> **Short problem**:
Rewrite the material below, swapping "Provide" for "Give" wherever it occurs and leaving everything else as it is.

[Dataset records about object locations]
----------

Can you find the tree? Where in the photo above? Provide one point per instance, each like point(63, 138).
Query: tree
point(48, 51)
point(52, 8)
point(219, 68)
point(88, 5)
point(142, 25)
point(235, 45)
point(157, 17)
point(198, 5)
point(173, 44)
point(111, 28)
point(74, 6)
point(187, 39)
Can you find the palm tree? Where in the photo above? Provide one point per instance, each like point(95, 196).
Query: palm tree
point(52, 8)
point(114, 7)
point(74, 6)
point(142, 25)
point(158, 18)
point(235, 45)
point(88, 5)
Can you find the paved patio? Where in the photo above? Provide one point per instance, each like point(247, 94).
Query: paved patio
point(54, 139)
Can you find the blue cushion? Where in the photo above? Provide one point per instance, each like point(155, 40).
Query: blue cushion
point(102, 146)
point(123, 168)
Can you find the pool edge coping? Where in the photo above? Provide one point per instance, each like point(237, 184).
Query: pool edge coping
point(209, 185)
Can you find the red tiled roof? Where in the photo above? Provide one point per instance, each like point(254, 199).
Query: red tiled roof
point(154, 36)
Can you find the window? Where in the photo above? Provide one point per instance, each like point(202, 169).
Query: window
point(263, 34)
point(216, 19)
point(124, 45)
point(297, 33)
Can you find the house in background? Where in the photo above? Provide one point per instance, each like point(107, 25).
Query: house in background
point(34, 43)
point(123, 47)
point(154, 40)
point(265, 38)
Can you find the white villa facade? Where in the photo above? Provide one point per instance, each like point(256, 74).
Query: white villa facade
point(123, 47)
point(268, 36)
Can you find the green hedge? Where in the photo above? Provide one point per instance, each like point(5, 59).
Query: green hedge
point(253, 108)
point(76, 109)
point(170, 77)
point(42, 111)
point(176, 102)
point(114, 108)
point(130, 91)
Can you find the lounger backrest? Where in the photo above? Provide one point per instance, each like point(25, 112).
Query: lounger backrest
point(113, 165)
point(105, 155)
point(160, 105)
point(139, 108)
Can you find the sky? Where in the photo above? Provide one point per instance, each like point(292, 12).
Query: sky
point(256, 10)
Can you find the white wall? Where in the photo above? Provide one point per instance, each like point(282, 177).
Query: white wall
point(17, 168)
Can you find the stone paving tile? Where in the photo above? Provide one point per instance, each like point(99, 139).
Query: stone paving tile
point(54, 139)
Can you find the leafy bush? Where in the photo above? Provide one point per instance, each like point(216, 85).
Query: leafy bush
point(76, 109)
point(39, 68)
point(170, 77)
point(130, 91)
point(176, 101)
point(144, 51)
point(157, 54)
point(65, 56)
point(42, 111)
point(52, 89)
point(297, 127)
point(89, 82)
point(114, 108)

----------

> **Task output**:
Can you find the tree? Where in the photo above? Give one point per instance, each like point(63, 138).
Query: tree
point(48, 51)
point(52, 8)
point(219, 68)
point(88, 5)
point(142, 25)
point(235, 45)
point(157, 17)
point(198, 5)
point(173, 44)
point(111, 28)
point(74, 6)
point(187, 39)
Can you find the palm tree? Where in the photo above? Give one point per instance, each like point(95, 196).
Query: palm tree
point(52, 8)
point(114, 7)
point(74, 6)
point(142, 25)
point(158, 18)
point(235, 45)
point(88, 5)
Can you find the paved patio? Where in the photo above? Give one point per instance, each like point(247, 94).
Query: paved patio
point(54, 139)
Can you find the blue cushion? Where in the photo above? Give one point per instance, each like point(155, 40).
Query: blue cushion
point(102, 146)
point(123, 168)
Can you find the pool edge coping? Where in the photo above? Give one point per instance, each like point(237, 184).
Query: pool edge coping
point(209, 185)
Can you find the red tiled roof? Where in the photo above? Give one point per instance, each like point(254, 199).
Query: red tiled roof
point(154, 36)
Can you find the window? Where in the photo above? Give one point per instance, each like point(202, 169).
Query: window
point(263, 34)
point(216, 19)
point(124, 45)
point(297, 33)
Can you find the house in background? Where in the photo above? Give one point per instance, each like point(107, 25).
Query: house in background
point(34, 43)
point(123, 47)
point(154, 40)
point(265, 38)
Can you find the white villa facade? Where in the photo above? Give one point per instance, each like point(256, 74).
Query: white villa facade
point(123, 47)
point(268, 36)
Can you find the green hedge? Where in the photo above? Give one point per instance, each like point(5, 59).
Query: green hedge
point(253, 108)
point(76, 109)
point(170, 77)
point(42, 111)
point(176, 102)
point(114, 108)
point(130, 91)
Can you find the lounger backrest? Where in the photo above? Give one point per instance, each like point(25, 112).
Query: lounger backrest
point(113, 165)
point(105, 155)
point(160, 105)
point(139, 108)
Can you find the sky? Where in the photo above? Give one point per instance, each like point(292, 12).
Query: sky
point(256, 10)
Can you find the white wall? Where in the photo above? Give one point per instance, each like point(282, 177).
Query: white wall
point(17, 168)
Can you find the stone paving tile? Where in the photo above? Give one point per instance, each like point(99, 139).
Query: stone paving tile
point(54, 139)
Can you find the leafy bush? Where in the photo above? Give one point per instance, each like point(216, 85).
Query: leafy bush
point(76, 109)
point(39, 68)
point(170, 77)
point(130, 91)
point(176, 101)
point(144, 51)
point(157, 54)
point(65, 56)
point(42, 111)
point(52, 89)
point(297, 127)
point(89, 82)
point(114, 108)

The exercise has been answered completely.